PROVIDED PASSAGE:
************

White House seeks to clarify Trump remarks on voting twice


White House press secretary Kayleigh McEnany insisted Thursday that President Trump was not suggesting people “do anything unlawful” when he encouraged voters to test the system by voting both by mail and in person.

In an interview on Fox News, McEnany said that Trump was telling voters to “verify” that their mailed ballot is counted in the upcoming November election when he made the remarks during a trip to North Carolina on Wednesday.

“The president is not suggesting anyone do anything unlawful. What he said very clearly there is make sure your vote is tabulated and if it is not, then vote,” McEnany said on Fox.

“Basically, when you get an absentee ballot and you send it in, there are poll books and it is recorded that you have in fact voted. And if you show up at a polling site, they look at the poll book and say your vote has been counted. He wants verification,” McEnany continued.

She went on to accuse Democrats of seeking a “whole new fraudulent system of mail-in voting” by trying to expand access to mail-in ballots during the coronavirus pandemic.

Trump triggered scrutiny when he suggested, during a local TV interview in Wilmington, N.C., on Wednesday afternoon, that people should vote twice. Voting more than once in an election is illegal.

“They will vote and then they are going to have to check their vote by going to the poll and voting that way because if it tabulates then they won’t be able to do that. So let them send it in, and let them go vote. And if the system is as good as they say it is, then they obviously won’t be able to vote,” Trump told WECT News. “If it isn’t tabulated, they will be able to vote. So that’s the way it is, and that’s what they should do.”

************

Saved entries:
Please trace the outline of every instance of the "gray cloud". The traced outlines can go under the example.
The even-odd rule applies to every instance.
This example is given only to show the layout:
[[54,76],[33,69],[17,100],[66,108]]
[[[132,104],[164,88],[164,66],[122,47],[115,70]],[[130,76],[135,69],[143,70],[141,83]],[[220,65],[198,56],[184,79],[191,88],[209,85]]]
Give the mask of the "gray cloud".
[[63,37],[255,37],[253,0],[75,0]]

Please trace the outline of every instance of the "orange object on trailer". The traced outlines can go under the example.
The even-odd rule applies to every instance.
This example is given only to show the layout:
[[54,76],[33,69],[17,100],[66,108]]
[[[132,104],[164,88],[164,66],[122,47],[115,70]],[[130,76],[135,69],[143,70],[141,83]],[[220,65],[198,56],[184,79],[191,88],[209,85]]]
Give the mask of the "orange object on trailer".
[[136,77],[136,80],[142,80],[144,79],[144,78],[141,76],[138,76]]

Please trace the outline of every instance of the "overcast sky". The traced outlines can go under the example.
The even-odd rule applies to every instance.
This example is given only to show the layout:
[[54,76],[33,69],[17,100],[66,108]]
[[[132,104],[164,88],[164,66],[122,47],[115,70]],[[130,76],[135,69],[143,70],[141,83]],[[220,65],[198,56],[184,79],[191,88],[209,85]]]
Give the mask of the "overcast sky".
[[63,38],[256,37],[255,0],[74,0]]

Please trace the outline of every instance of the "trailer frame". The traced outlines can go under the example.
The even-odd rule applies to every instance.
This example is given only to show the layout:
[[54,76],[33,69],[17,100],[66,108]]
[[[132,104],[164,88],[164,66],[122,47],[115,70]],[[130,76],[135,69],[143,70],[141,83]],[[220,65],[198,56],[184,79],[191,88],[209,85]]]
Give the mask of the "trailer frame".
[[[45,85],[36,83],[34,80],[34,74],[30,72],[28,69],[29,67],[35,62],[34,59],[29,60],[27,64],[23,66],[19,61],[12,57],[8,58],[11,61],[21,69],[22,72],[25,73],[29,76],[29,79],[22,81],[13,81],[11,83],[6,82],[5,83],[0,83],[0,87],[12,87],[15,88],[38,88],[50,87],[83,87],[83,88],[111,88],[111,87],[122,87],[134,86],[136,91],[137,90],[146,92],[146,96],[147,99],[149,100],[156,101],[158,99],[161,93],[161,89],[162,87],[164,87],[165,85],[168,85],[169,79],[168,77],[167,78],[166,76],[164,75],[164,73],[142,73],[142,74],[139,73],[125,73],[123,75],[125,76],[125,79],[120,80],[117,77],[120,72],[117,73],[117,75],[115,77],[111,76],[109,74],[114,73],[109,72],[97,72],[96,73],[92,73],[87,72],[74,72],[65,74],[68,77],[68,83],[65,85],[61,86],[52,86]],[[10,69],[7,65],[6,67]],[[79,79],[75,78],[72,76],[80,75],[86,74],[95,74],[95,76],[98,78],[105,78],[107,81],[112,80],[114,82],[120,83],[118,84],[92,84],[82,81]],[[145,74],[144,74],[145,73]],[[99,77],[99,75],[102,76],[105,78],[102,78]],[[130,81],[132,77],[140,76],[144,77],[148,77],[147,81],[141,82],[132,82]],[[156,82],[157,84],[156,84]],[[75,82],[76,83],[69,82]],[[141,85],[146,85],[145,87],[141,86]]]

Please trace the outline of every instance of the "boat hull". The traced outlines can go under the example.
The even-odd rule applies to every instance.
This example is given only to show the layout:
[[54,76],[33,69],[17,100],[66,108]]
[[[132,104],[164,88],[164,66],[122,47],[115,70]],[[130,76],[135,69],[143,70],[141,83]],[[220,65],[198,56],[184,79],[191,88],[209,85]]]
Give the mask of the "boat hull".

************

STUDY QUESTIONS:
1. In the article on Trump's voting remarks, in which city did Trump give the local TV interview in which he suggested people should vote twice?
2. Extend the article on Trump's voting remarks, beginning after its final paragraph.

RESPONSES TO THE TASKS:
1. Wilmington, N.C.

2.
Trump then made similar remarks to a crowd of supporters at the Wilmington airport, before delivering remarks at Battleship North Carolina marking the 75th anniversary of the end of World War II.

"Let them send it in, and let them go vote, and if their system's as good as they say it is, then obviously they won't be able to vote. If it isn't tabulated, they'll be able to vote," he said.

"If it's as good as they say it is, then obviously they won't be able to vote. If it isn't tabulated, they'll be able to vote. So that's the way it is. And that's what they should do," he added.

In a series of tweets following the McEnany’s television appearance on Thursday, Trump reiterated his comments from the day prior, telling voters to mail in their ballots “as EARLY as possible” and go to polling places when in-person voting begins to ensure their votes have been counted.

“If it has you will not be able to Vote & the Mail In System worked properly,” Trump tweeted. “If it has not been Counted, VOTE (which is a citizen’s right to do).” 

He insisted such steps were necessary because of the “massive number of Unsolicited & Solicited Ballots that will be sent to potential Voters for the upcoming 2020 Election.”

North Carolina officials will begin sending absentee ballots to voters who have requested them on Friday. North Carolina represents a key swing state in the 2020 election.

Trump has repeatedly sought to cast doubt on the 2020 presidential election results and warned that expanding mail-in voting could lead to widespread fraud in the November contest. Experts say, however, that there is no evidence of meaningful fraud in mail-in voting.

Trump in July suggested the election should be delayed over his concerns about mail-in voting and has also claimed falsely in recent speeches that the only way Democrats will win in 2020 is if the election is “rigged.”